>> Begin AVAILABLE DATA

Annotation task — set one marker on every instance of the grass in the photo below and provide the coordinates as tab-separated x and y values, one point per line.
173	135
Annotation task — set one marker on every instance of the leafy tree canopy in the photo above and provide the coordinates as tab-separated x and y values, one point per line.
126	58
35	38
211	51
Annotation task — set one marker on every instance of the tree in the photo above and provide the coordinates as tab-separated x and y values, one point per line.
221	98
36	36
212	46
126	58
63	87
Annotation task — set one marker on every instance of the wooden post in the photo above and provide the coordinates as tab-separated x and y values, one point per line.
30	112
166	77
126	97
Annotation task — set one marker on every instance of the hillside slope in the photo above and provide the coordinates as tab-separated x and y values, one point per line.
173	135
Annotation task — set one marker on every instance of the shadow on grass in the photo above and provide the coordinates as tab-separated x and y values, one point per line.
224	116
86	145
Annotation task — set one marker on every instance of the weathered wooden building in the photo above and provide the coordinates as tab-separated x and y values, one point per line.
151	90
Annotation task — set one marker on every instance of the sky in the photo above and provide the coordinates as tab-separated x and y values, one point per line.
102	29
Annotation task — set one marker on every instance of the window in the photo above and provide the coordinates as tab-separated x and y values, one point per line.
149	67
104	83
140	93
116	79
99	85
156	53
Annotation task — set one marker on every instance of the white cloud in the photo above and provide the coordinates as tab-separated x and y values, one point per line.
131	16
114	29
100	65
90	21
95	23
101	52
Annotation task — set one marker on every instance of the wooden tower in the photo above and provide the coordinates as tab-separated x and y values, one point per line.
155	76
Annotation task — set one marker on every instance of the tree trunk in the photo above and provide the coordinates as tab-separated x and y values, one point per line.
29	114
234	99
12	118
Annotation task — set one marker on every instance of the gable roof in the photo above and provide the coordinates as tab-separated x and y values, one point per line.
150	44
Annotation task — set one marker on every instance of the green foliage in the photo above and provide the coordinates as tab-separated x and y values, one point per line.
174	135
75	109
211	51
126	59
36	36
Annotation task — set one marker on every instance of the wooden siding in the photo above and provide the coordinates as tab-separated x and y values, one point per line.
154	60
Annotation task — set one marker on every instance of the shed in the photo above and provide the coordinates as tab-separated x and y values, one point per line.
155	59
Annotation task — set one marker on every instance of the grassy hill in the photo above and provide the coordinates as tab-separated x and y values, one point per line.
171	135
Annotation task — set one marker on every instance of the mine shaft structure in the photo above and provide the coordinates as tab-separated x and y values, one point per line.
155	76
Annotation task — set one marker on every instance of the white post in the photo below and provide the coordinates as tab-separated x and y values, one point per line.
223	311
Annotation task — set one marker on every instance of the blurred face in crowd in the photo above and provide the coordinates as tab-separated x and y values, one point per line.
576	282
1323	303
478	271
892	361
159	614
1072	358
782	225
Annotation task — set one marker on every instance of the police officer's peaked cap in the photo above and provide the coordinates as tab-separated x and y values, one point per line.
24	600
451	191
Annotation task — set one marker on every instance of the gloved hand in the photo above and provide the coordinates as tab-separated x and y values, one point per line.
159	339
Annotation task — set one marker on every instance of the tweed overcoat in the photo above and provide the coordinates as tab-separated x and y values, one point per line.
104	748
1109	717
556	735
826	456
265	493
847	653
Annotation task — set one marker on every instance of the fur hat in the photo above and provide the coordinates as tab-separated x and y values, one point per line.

>> End AVAILABLE DATA

**TO BE DONE**. Copy out each line exactly as written.

**THE ANSWER**.
Annotation task — set one marker on every instance of the grass in the photo below and provide the coordinates as tab-separated x and y values, one point per line.
173	135
Annotation task — set one marker on every instance of the leafy tree canopy in the photo above and provide the coordinates as tab-separated x and y values, one point per line.
126	58
35	38
211	51
Annotation task — set one marker on every instance of the tree in the photo above and provide the coordinates as tab-separated x and y values, one point per line.
221	98
36	36
212	46
126	58
63	87
Annotation task — set one marker on every instance of the wooden post in the photo above and provide the coordinates as tab-separated x and y values, one point per line.
30	112
166	77
126	97
Annotation task — set one marker on every instance of the hillside slope in the photo above and provide the coordinates as tab-separated x and y values, one point per line.
173	135
Annotation task — set one marker on every instance of the shadow on grass in the photo above and provide the coordinates as tab-separated x and y values, one point per line.
224	116
86	145
Annotation task — set one marker on every instance of the weathered wooden building in the photo above and provide the coordinates as tab-separated x and y values, one point per line.
151	90
Annotation task — set one marker on every instance of the sky in the photo above and provide the coordinates as tab-separated x and y values, one point per line.
102	29
Annotation task — set one marker on every instance of the window in the photo above and provide the coordinates as tab-separated x and y values, one point per line.
149	67
104	83
140	93
116	79
99	85
156	53
Annotation task — set one marker on every instance of the white cloud in the photo above and provide the coordinates as tab-separated x and y values, one point per line.
131	16
114	29
100	65
90	21
95	23
101	52
Annotation task — set one marker on every instance of the wooden tower in the photo above and provide the coordinates as tab-separated x and y values, one point per line.
155	76
Annotation task — set one marker on every instance of the tree trunk in the photo above and provide the coordinates as tab-separated x and y values, one point per line.
29	114
234	99
12	118
Annotation task — set one marker on every instance of the gable roof in the photo above and provide the coordinates as tab-separated x and y values, one point per line.
150	44
Annotation task — set one marker on every instance of the green foliage in the photo above and provide the coordinates as tab-separated x and y values, one point per line.
174	135
75	109
211	51
126	59
36	36
Annotation task — set one marker on every instance of the wooden siding in the photo above and provide the coordinates as tab-separated x and y values, one point per line.
154	60
Annotation task — set one marker on every instance of the shed in the photo above and provide the coordinates as tab-separated x and y values, one point per line.
155	59
Annotation task — set one marker on every instance of the grassy hill in the photo above and provide the coordinates as tab-separated x and y values, one point per line.
171	135
Annotation task — set one marker on every instance of the mine shaft structure in the photo above and provide the coordinates as tab-separated x and y values, one point per line.
155	76
Annotation task — set one marker on every instance of the white post in the photo below and provide the coordinates as tab-separated x and y values, one point per line.
223	311
Annotation task — set one marker on every instance of the blurred face in crowd in the photo above and provide the coordinates as tab-separated x and y values, one point per line.
576	282
1323	303
478	271
892	361
159	614
1072	358
782	225
Annotation task — set one marker on every instance of the police officer's peaked cap in the photo above and provide the coordinates as tab-separated x and y values, one point per line.
24	600
451	191
Annotation task — set one marker on every instance of the gloved hand in the photo above and provide the coordinates as tab-separated x and y values, one point per line.
159	339
Annotation task — set one marker on every instance of the tweed overcoat in the photo above and provide the coordinates as tab-separated x and y values, one point per line.
104	748
1109	717
556	735
826	456
265	493
847	653
Annotation task — set one marker on every instance of the fur hat in the photo above and provide the coordinates as tab-separated x and y values, one point per line.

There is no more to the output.